Objective - Copy out each of the following items word for word.

━━ Material provided

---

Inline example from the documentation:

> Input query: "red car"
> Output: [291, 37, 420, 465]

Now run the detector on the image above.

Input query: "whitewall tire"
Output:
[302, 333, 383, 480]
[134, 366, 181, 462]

━━━━

Answer below -
---

Inline example from the documentation:

> Input query: "red car"
> Output: [291, 37, 420, 465]

Now run the detector on the image above.

Input query: "whitewall tire"
Output:
[302, 333, 383, 480]
[134, 366, 181, 462]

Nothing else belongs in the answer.